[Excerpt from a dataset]
※ ※ ※

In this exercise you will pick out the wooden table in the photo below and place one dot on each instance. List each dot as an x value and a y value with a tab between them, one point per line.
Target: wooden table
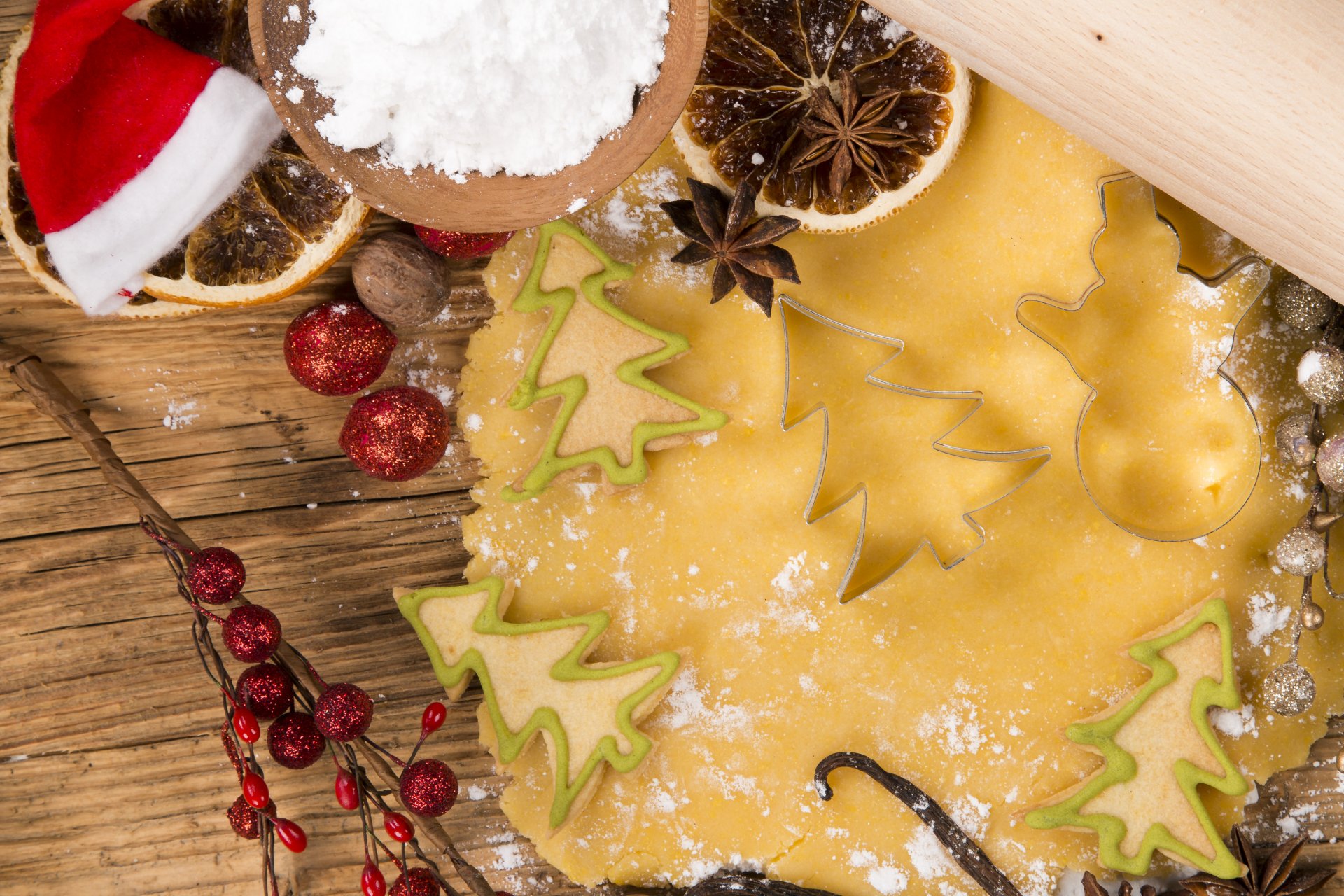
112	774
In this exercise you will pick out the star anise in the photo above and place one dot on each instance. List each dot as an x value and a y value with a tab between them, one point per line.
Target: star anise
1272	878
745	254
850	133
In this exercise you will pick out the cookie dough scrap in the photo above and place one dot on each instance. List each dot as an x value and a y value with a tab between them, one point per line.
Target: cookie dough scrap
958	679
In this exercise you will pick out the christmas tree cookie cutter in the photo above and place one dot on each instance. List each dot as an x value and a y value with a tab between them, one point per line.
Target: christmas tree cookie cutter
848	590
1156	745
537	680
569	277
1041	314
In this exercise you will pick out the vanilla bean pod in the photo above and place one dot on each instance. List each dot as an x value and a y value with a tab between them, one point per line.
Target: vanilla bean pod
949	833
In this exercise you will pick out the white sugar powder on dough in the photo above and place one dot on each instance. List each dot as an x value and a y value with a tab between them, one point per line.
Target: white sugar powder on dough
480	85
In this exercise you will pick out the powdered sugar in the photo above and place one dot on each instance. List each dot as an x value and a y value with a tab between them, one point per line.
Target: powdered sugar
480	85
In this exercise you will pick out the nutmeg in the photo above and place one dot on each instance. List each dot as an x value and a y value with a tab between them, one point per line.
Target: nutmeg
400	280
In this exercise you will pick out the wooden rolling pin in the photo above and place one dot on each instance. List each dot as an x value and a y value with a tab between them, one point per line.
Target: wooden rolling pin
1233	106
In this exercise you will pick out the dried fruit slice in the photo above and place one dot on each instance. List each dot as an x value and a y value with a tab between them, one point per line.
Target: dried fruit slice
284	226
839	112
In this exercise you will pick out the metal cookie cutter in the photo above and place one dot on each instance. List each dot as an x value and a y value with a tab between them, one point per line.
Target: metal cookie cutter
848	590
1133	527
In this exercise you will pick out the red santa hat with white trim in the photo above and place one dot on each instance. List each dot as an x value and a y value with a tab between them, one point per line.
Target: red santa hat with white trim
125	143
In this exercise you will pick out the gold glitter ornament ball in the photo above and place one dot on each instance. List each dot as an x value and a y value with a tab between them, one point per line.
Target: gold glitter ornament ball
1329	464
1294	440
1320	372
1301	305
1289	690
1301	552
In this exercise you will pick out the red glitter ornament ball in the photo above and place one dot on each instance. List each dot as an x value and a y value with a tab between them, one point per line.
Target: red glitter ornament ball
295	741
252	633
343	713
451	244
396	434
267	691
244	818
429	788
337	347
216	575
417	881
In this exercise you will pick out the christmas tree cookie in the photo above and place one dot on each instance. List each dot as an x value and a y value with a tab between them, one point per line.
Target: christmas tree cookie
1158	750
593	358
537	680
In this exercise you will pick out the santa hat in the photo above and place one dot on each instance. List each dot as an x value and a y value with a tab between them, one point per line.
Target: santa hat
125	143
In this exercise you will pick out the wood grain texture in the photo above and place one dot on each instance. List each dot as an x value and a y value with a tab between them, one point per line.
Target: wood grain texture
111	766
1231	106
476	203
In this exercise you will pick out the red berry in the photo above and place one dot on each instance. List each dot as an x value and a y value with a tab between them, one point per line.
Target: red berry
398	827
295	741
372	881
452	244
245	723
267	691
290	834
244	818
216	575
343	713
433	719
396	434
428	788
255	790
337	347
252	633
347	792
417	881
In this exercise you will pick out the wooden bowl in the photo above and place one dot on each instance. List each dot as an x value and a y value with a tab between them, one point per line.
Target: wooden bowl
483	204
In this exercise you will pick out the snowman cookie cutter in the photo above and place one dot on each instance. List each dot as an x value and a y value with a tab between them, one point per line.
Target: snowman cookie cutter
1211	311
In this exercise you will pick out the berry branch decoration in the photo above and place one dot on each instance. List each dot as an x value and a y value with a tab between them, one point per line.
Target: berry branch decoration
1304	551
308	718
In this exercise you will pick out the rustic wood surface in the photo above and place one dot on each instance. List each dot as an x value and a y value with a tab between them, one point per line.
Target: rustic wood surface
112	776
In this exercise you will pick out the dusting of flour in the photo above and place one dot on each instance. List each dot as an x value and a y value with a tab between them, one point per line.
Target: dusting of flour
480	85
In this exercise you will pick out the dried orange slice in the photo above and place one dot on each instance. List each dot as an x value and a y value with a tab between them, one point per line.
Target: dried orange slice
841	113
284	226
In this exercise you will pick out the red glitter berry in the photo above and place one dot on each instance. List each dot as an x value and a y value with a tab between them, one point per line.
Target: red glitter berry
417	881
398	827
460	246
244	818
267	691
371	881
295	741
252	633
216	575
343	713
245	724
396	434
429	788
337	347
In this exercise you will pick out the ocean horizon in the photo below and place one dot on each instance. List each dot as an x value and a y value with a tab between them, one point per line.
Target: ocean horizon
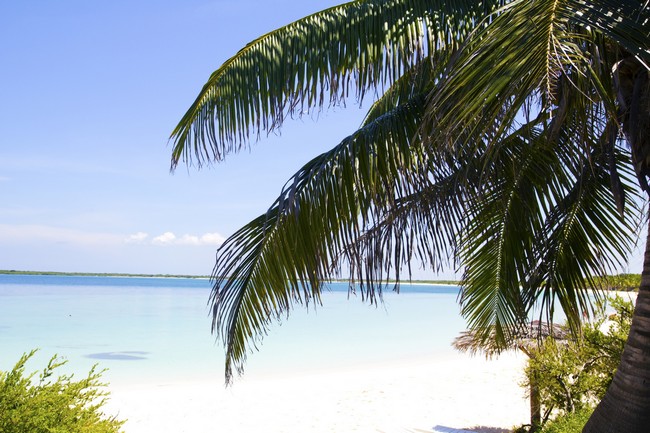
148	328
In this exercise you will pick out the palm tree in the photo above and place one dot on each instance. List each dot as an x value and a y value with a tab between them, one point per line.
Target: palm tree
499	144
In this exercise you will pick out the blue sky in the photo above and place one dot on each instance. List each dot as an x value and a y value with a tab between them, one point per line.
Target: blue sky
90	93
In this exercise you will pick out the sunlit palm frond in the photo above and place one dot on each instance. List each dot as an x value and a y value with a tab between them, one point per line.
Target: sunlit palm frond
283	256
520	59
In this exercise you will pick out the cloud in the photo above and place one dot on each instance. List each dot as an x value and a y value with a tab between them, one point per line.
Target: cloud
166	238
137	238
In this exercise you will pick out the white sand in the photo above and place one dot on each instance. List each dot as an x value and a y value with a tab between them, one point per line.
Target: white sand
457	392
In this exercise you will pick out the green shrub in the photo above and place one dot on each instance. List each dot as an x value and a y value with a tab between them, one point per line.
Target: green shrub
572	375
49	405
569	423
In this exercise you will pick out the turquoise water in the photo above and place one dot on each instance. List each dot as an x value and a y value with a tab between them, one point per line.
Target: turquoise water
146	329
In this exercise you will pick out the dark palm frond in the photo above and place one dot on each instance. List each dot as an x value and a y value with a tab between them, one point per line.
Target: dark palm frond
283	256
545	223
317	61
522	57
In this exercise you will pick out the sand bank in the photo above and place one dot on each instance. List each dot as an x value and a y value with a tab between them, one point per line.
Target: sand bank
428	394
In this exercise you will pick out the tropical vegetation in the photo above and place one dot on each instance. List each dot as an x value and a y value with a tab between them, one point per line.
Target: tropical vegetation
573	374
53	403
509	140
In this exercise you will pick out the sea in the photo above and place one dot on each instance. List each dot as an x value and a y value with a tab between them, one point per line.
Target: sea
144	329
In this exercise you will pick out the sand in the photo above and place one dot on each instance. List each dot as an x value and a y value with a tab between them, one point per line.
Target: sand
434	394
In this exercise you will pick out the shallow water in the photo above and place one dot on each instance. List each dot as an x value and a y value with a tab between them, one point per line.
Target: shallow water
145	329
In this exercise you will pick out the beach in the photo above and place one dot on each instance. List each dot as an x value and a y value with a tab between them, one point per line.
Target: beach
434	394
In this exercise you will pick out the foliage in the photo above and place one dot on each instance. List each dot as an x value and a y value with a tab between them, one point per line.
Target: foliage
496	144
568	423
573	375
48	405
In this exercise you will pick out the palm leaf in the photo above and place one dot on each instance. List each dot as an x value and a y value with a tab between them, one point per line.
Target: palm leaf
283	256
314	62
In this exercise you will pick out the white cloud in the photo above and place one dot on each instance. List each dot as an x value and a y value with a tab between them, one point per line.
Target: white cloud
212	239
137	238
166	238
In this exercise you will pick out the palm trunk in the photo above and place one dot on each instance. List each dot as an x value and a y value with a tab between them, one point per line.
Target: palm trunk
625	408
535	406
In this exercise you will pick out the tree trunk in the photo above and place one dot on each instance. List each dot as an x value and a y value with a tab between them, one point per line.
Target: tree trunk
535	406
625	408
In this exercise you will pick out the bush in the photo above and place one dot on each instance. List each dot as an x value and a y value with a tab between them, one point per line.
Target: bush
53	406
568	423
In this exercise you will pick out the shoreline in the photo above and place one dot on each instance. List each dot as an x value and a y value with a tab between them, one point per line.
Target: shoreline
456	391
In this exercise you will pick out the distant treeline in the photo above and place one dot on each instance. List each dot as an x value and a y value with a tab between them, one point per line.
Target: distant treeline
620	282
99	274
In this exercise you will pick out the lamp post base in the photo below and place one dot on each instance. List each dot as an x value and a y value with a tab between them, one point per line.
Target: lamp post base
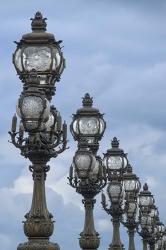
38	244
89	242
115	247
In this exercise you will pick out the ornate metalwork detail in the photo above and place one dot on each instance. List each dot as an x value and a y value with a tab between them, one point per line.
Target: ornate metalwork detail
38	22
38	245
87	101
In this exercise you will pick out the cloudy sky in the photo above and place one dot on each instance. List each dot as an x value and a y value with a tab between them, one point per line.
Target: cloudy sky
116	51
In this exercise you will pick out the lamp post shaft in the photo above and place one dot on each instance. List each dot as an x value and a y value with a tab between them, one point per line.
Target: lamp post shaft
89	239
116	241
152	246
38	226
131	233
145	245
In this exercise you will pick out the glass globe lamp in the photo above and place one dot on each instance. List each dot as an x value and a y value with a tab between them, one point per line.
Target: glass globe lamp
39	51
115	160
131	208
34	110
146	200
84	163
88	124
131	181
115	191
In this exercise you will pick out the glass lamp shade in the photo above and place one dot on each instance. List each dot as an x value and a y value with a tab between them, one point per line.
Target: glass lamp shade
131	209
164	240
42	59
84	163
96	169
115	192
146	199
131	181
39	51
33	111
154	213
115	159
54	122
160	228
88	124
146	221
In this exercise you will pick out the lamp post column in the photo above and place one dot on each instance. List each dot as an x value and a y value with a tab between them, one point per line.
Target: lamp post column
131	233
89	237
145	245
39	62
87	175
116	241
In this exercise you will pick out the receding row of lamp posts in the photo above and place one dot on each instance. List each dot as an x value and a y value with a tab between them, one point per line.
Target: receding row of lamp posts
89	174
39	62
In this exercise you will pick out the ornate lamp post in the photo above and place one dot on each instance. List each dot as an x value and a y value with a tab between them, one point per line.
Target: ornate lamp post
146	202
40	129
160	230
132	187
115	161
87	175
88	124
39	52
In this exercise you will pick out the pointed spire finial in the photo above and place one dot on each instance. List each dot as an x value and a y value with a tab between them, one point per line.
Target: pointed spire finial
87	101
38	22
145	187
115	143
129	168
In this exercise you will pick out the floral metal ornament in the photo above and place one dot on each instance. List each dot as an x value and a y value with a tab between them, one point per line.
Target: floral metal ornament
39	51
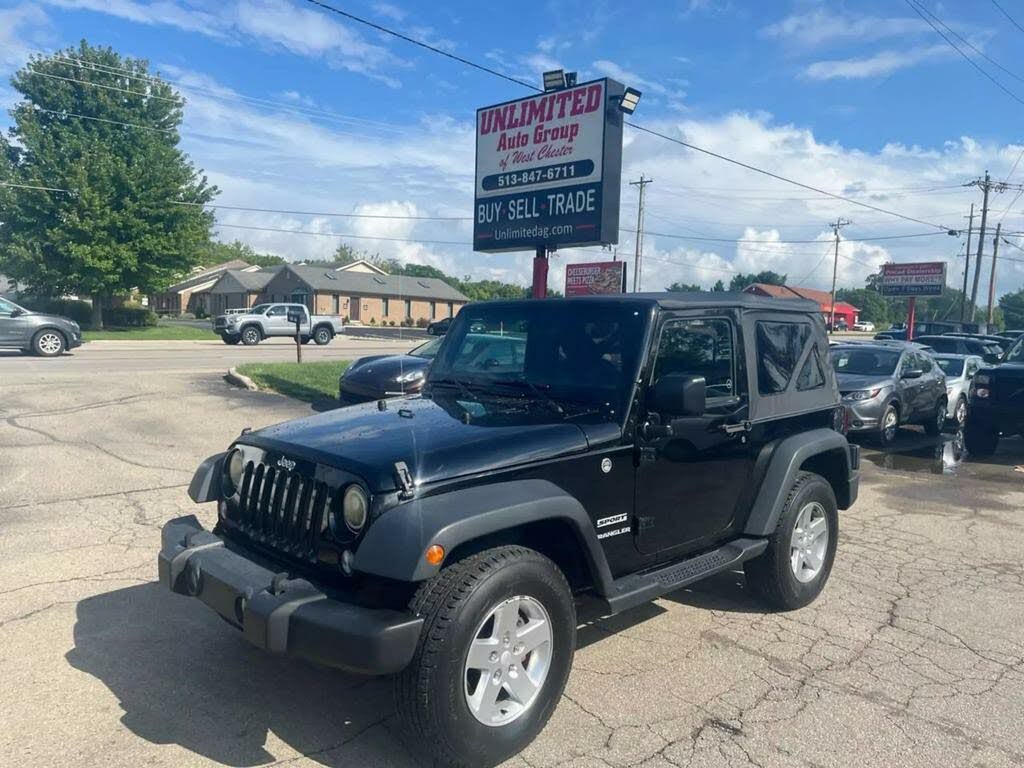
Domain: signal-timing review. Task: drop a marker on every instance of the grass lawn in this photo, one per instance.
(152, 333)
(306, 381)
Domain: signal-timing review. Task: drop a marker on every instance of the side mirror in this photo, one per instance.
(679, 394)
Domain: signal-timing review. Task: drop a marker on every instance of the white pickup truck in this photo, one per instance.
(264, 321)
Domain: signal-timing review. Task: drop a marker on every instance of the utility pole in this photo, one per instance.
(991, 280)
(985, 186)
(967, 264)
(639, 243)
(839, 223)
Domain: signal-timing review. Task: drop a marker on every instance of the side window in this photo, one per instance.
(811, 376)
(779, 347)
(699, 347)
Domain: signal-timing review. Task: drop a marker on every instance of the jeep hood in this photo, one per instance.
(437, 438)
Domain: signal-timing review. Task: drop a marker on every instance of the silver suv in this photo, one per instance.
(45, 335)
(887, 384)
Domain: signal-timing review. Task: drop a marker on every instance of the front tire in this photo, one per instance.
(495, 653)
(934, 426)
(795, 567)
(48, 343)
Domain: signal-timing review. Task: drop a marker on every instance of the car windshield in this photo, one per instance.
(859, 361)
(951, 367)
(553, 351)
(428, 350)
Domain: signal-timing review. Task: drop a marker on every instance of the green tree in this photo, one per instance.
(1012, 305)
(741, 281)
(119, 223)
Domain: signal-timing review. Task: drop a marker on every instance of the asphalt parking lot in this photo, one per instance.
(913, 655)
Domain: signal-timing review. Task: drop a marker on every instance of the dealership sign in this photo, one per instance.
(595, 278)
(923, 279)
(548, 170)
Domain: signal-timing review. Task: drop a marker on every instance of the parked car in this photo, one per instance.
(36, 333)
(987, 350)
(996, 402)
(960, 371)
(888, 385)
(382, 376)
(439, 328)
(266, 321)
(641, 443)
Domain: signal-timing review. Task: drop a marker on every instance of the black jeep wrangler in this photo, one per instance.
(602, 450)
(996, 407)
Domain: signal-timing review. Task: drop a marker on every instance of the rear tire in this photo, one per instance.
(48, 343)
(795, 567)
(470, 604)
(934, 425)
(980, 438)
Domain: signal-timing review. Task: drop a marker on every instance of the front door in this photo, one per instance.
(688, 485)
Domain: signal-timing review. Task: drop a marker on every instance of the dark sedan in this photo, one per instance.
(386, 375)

※ ※ ※

Write out only what runs from the line holding "front tire in this photo, one per instance." through the last line of the records, exactly as shown.

Domain: signal-timing review. Task: drop a marker on every instance of the front tire in this photo, one per instance.
(495, 653)
(934, 426)
(795, 567)
(48, 343)
Domain: signal-timing review. Task: drop a marker on every instance of the car windshield in this photo, one per instance.
(859, 361)
(951, 367)
(553, 351)
(428, 350)
Domain: signal-timing review. Task: drop a marker on every instance of the green tree in this photo, one per instance.
(1012, 305)
(741, 281)
(119, 223)
Domain: signal-timing review. Task: drop a marker on every instance of the asphalt parking lot in this photo, one per instance.
(913, 655)
Domain: signal-timing review. Task: drop a marker on every instance of the dealership sign in this photo, one per instance.
(595, 278)
(923, 279)
(548, 170)
Domain: signal-timing review. Task: drop a marker on every instance of the parked car in this photo, one per instance.
(36, 333)
(987, 350)
(996, 402)
(960, 371)
(888, 385)
(382, 376)
(439, 328)
(266, 321)
(641, 443)
Domain: signal-timing review. Task: drop a marker on every instance of the black jeep wrangler in this photo, one per instance.
(602, 450)
(996, 407)
Domain: signal-timing review. Task: drop a marker on every instance of the rear tire in this photo, one per instance.
(48, 343)
(795, 567)
(470, 604)
(934, 425)
(980, 438)
Domain: signal-timing review. Task: drop a marker on every instance of the front door in this photo, one per instance.
(688, 485)
Domain: signal-timing review. Task: drop a marker on every instance of the dark sedan in this photo, one per instance.
(386, 375)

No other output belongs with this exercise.